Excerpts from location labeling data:
================

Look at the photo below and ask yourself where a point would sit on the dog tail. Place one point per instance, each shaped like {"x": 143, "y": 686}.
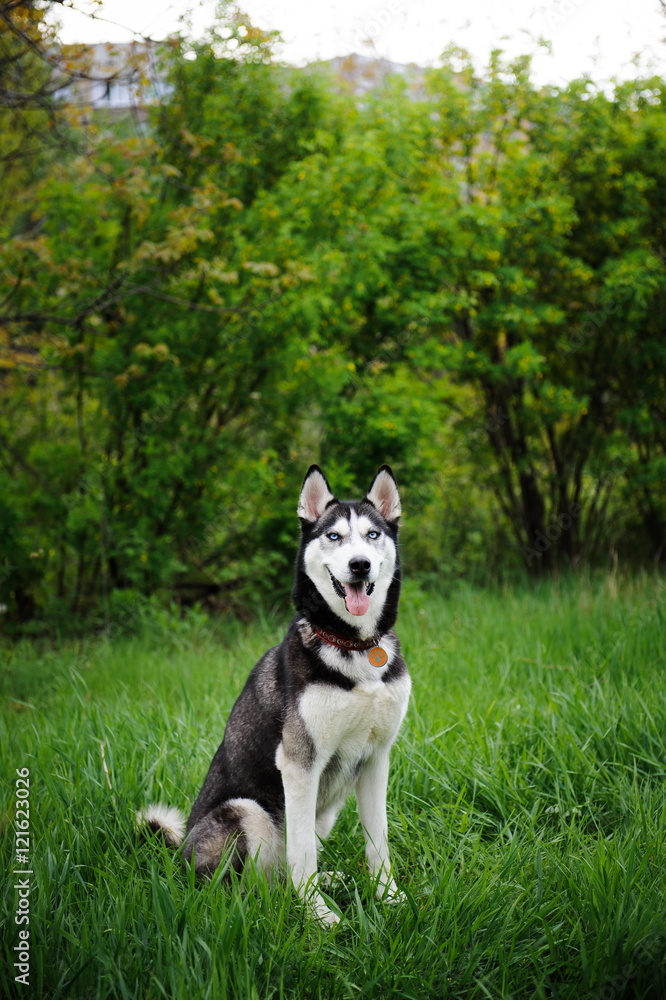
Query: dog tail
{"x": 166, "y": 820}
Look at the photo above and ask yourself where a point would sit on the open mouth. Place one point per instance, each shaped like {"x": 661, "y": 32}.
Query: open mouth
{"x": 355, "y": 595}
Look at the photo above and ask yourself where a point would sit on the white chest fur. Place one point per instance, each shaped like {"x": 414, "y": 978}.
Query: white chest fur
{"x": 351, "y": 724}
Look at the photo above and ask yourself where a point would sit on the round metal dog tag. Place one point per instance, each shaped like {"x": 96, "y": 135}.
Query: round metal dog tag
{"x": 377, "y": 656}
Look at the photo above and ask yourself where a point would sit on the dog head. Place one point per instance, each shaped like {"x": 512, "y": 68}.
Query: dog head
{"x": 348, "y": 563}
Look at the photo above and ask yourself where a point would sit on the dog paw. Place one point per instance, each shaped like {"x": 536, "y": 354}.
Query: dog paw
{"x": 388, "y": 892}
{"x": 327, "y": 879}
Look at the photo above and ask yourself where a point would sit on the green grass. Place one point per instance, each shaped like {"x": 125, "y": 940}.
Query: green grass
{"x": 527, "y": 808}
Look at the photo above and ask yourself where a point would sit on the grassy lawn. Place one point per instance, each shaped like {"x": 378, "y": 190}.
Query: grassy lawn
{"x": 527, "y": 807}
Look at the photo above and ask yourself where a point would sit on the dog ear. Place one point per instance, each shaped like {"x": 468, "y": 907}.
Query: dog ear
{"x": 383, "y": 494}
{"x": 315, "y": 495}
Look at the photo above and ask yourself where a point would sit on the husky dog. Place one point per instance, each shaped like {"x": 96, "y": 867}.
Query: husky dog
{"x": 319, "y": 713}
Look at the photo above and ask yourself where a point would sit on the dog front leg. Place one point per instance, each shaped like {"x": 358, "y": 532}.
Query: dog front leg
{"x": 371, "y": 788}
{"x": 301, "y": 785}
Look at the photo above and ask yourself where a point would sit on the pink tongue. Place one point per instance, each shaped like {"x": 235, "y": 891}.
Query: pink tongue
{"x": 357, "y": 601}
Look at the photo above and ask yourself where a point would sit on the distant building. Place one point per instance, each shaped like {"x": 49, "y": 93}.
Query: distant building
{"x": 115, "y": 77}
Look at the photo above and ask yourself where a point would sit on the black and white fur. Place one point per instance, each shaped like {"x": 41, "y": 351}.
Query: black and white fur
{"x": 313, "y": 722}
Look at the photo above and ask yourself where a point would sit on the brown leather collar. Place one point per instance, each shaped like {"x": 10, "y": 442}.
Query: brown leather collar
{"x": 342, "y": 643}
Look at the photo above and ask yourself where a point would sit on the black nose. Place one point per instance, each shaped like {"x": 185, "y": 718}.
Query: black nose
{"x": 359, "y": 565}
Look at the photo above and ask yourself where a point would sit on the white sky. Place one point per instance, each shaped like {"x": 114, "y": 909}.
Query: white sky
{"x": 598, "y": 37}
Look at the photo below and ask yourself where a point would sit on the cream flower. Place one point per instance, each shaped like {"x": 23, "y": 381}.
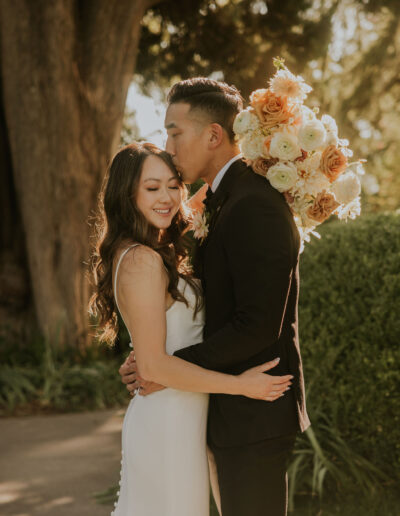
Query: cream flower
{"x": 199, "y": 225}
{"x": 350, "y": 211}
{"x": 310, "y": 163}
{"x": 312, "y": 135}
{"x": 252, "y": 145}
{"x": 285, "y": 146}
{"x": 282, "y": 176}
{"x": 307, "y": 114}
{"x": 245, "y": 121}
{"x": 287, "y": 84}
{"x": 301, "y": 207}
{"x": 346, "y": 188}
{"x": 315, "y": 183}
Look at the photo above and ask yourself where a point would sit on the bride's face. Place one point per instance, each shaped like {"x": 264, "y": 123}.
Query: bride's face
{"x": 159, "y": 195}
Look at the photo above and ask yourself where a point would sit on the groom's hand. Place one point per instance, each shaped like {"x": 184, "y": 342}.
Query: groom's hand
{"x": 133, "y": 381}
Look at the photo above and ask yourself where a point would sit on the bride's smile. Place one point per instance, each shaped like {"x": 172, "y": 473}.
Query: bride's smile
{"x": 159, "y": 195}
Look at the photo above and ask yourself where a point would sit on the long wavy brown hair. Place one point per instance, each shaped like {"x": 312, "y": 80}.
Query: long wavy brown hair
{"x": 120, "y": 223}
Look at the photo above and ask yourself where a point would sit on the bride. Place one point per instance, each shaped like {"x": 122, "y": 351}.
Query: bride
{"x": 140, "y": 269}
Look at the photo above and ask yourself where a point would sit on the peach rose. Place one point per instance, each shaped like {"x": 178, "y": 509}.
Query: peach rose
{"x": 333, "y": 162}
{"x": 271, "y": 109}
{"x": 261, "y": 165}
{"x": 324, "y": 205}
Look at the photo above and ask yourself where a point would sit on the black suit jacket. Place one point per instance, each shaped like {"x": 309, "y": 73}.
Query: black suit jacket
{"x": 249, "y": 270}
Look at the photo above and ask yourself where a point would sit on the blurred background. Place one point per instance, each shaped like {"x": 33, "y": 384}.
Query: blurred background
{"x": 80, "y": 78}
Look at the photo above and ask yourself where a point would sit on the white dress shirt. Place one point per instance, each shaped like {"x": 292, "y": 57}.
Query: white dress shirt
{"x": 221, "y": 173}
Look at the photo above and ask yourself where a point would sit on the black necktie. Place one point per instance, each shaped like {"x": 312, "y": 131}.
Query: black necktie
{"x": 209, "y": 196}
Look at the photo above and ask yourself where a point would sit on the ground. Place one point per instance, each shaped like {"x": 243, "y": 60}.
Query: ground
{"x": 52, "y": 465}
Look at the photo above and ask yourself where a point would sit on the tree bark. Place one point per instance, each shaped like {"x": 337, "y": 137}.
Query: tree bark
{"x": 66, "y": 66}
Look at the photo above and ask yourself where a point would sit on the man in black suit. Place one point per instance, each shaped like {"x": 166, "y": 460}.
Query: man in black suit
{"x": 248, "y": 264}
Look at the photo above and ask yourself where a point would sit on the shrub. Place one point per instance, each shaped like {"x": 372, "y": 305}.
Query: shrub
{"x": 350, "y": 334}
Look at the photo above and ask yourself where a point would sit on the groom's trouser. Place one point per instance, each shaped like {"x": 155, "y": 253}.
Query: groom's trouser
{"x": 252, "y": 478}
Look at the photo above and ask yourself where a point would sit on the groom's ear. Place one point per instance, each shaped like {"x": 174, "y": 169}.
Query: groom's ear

================

* Your task: Copy the material verbatim, beginning at the line that contains "in black suit." and continuing through the last line of the material.

* Result for this task:
Look at the photo above and ask yourself where a point would sit on the man in black suit. Place one point per instance, each shaped like {"x": 166, "y": 460}.
Query: man in black suit
{"x": 248, "y": 264}
Look at the photo above and ask yourself where a point would sit on the shrub. Place one point per instance, each shaped like {"x": 372, "y": 305}.
Query: shrub
{"x": 350, "y": 334}
Look at the photo above and ask yourself where a point would sit on the groom's trouser. Place one point per instance, each shaped like {"x": 155, "y": 253}.
Query: groom's trouser
{"x": 252, "y": 478}
Look at the photo above and ask yourself where a point would sit on the groom's ear. Place one point per instance, each shaped like {"x": 174, "y": 169}.
Query: groom's ear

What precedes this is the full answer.